Dataset excerpts

..............................

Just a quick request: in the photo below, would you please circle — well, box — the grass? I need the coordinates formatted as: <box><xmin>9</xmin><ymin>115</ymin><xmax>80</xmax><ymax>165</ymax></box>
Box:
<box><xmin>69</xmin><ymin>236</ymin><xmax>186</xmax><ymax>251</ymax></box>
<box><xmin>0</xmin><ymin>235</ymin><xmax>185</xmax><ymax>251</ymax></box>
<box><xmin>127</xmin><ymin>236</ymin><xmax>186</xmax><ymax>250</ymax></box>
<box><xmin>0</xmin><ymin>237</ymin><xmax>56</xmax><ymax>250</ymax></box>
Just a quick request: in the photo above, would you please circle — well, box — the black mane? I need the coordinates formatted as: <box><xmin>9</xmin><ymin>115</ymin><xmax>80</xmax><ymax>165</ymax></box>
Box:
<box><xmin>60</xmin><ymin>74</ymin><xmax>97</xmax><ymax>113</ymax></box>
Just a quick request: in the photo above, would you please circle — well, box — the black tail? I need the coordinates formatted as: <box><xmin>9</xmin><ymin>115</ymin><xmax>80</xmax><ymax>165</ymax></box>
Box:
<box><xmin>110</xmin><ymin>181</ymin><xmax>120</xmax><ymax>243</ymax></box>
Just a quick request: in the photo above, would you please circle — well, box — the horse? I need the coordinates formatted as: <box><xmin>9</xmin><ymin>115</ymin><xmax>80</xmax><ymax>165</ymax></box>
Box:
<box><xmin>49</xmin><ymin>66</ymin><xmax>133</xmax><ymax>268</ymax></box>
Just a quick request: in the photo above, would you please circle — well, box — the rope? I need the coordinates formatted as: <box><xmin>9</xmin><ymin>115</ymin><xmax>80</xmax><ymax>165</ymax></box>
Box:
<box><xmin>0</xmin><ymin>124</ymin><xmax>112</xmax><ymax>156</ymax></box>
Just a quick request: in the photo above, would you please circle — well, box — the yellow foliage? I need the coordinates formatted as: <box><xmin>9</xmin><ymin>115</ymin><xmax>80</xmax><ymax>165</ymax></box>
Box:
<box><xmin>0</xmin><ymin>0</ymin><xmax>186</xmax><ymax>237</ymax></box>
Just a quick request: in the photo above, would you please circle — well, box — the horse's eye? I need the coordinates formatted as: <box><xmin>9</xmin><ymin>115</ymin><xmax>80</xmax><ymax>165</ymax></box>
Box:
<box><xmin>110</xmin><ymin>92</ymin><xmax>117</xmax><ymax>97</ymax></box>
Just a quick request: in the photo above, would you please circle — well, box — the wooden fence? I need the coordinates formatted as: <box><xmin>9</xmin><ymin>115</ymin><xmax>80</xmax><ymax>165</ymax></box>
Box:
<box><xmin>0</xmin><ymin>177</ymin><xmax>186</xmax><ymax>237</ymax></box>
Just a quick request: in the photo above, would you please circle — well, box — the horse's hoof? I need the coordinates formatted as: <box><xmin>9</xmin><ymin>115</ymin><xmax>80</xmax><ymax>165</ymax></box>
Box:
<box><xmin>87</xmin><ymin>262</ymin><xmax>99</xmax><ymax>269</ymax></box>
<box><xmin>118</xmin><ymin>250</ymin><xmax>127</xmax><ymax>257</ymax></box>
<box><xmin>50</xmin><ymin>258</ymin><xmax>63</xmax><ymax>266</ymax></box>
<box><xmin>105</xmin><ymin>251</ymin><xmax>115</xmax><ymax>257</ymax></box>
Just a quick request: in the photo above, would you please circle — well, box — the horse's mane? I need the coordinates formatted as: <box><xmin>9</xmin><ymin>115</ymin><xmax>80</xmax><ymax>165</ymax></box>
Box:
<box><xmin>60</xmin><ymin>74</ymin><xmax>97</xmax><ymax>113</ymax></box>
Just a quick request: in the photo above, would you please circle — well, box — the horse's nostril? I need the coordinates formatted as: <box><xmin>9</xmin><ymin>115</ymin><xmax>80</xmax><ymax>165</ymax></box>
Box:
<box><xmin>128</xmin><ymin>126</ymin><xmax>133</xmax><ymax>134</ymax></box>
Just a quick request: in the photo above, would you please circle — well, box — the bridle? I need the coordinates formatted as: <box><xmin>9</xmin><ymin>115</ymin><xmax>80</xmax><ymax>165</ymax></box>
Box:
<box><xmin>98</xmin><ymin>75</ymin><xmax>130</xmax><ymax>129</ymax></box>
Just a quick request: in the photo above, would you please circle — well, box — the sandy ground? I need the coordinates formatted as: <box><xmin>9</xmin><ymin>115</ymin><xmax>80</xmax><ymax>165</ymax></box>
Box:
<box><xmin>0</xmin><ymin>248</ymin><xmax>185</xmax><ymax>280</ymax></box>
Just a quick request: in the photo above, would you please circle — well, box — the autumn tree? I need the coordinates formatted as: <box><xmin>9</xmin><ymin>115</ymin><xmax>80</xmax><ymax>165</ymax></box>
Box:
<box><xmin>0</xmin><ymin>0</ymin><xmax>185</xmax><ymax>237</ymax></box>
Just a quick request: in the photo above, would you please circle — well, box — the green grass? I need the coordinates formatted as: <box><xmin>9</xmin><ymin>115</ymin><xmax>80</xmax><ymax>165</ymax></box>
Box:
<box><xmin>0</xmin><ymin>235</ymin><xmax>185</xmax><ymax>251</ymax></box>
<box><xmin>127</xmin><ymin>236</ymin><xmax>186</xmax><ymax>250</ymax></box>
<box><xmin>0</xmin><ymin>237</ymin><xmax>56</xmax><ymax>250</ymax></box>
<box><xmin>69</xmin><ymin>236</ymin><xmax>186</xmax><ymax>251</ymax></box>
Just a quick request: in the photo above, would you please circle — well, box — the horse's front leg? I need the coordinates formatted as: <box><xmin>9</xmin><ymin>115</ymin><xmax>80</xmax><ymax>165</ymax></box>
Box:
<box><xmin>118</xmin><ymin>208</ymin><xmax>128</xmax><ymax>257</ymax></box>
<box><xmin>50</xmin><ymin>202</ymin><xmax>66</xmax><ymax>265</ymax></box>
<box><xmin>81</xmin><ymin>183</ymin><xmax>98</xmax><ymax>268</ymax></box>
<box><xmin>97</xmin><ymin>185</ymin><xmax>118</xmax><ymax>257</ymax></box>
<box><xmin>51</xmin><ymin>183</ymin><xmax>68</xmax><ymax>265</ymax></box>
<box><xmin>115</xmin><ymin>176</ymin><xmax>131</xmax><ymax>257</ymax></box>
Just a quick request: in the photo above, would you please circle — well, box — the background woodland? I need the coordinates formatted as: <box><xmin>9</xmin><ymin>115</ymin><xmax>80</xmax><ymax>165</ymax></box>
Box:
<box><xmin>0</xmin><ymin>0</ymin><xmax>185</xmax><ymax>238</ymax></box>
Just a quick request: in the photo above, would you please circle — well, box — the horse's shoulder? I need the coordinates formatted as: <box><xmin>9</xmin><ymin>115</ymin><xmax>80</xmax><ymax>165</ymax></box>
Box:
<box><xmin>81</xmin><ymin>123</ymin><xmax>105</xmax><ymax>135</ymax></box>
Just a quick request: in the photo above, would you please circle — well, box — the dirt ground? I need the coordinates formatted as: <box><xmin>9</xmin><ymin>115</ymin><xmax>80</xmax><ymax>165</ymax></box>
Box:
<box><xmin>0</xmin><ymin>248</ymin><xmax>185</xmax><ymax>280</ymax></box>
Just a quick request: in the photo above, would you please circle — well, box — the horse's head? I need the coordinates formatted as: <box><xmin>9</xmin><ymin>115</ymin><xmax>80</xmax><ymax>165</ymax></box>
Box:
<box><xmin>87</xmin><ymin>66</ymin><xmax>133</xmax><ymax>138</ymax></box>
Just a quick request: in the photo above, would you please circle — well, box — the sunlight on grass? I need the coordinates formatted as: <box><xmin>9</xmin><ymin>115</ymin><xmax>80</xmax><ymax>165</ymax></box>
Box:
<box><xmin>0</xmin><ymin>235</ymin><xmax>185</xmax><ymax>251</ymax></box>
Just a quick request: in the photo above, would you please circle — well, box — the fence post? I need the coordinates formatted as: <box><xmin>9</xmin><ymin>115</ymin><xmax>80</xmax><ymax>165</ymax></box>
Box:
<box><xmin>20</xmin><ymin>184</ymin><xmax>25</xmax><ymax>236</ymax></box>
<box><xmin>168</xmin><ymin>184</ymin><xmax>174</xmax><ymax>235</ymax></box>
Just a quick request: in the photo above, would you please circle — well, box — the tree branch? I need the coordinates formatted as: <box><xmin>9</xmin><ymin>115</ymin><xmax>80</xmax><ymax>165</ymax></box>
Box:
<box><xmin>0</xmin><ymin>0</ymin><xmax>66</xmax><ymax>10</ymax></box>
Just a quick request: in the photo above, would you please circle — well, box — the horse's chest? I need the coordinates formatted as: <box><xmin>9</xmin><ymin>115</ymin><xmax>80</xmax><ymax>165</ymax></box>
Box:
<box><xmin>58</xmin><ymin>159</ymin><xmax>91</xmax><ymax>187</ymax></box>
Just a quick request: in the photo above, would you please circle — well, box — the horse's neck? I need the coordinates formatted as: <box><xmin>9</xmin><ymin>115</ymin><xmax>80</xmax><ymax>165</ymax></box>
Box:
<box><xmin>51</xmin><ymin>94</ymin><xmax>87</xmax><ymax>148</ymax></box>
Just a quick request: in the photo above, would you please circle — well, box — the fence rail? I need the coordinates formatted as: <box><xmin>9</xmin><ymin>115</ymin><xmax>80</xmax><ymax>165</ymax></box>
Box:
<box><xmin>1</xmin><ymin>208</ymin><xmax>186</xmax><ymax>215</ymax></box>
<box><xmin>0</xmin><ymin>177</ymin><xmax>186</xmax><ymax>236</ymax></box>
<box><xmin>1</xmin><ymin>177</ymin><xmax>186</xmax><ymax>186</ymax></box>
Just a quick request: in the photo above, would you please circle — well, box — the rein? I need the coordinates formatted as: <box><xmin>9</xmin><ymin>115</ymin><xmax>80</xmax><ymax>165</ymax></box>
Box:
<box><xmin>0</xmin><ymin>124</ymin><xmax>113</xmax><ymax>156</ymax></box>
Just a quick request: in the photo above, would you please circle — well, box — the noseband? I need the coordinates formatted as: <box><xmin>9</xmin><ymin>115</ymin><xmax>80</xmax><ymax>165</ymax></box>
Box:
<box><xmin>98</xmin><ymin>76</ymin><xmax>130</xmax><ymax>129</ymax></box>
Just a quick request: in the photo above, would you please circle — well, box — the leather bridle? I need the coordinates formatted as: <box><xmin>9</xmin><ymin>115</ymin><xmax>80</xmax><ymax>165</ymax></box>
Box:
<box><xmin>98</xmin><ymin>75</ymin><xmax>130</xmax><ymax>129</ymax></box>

..............................

Work item
Please transcribe the data above without changes, from its first line to its "the horse? I" line, and leave out anything past that.

Solution for this task
Just a quick request: in the photo below, would you please circle — well, box — the grass? I need the coordinates formatted as: <box><xmin>9</xmin><ymin>115</ymin><xmax>80</xmax><ymax>165</ymax></box>
Box:
<box><xmin>69</xmin><ymin>236</ymin><xmax>186</xmax><ymax>251</ymax></box>
<box><xmin>0</xmin><ymin>235</ymin><xmax>185</xmax><ymax>251</ymax></box>
<box><xmin>127</xmin><ymin>236</ymin><xmax>186</xmax><ymax>250</ymax></box>
<box><xmin>0</xmin><ymin>237</ymin><xmax>56</xmax><ymax>250</ymax></box>
Just a quick request: in the photo above, would you please circle — well, box — the black mane? I need the coordinates formatted as: <box><xmin>9</xmin><ymin>115</ymin><xmax>80</xmax><ymax>165</ymax></box>
Box:
<box><xmin>60</xmin><ymin>74</ymin><xmax>97</xmax><ymax>113</ymax></box>
Just a quick request: in the photo above, would you please circle — well, box — the black tail? I need the coordinates formatted as: <box><xmin>9</xmin><ymin>115</ymin><xmax>80</xmax><ymax>165</ymax></box>
Box:
<box><xmin>110</xmin><ymin>181</ymin><xmax>120</xmax><ymax>243</ymax></box>
Just a quick request: in the photo above, would you please circle — well, box — the horse? I need the coordinates formatted as: <box><xmin>9</xmin><ymin>115</ymin><xmax>80</xmax><ymax>165</ymax></box>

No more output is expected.